# Problem description:
Print, word for word, the stretch of the records from the line containing "Where can the person" through the end of the records.

# The data:
-.-.-

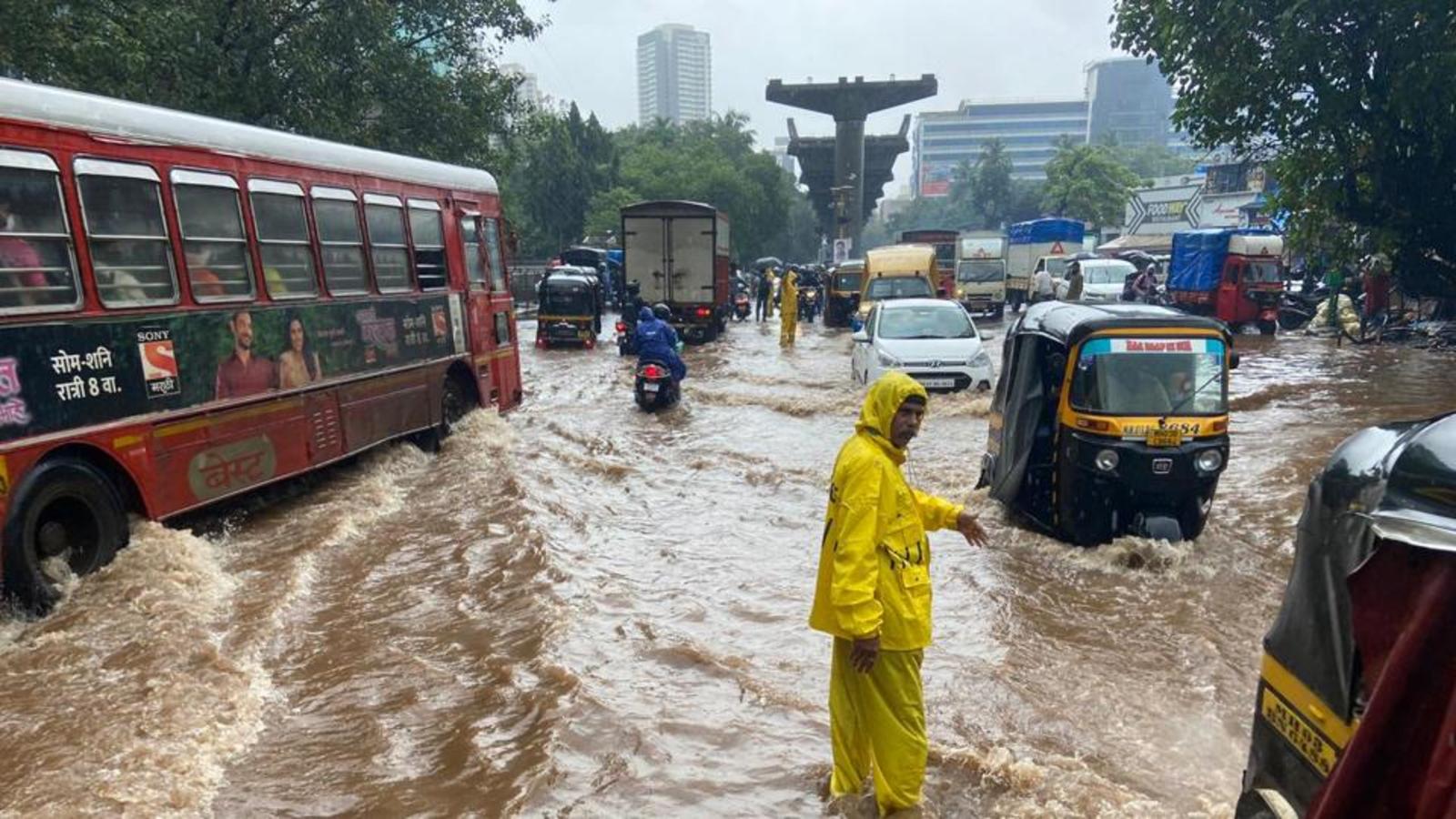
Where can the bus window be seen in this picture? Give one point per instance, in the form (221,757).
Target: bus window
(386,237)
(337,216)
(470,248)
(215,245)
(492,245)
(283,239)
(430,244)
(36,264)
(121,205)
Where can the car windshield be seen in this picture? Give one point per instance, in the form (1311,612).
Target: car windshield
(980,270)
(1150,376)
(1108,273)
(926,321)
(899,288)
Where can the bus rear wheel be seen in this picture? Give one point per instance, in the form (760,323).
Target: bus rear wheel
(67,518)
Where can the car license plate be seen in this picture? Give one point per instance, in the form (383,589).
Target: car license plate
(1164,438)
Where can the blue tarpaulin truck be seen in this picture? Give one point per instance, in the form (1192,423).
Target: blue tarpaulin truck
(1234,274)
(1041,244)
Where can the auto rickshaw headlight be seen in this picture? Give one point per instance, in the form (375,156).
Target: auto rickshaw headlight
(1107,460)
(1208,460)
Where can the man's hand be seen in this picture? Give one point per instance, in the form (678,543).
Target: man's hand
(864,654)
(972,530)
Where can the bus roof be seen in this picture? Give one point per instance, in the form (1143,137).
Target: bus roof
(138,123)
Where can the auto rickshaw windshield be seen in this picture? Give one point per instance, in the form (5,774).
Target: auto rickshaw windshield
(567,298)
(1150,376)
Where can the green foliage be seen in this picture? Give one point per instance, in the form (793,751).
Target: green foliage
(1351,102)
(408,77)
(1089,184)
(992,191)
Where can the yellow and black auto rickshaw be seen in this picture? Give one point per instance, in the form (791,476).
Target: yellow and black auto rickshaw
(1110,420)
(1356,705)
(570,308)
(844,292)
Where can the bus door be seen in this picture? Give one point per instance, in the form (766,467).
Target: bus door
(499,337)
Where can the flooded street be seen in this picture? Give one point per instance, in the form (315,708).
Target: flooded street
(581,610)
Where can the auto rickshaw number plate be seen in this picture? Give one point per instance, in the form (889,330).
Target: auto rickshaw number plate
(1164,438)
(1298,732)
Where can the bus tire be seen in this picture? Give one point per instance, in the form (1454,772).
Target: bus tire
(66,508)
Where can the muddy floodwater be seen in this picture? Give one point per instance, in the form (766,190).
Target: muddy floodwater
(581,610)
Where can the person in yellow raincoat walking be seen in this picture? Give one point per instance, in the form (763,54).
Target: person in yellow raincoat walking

-.-.-

# Exercise output:
Where can the person in yellow raincoat walking be seen in this picture? Give one point per instance, in the form (763,54).
Target: person in yellow raincoat walking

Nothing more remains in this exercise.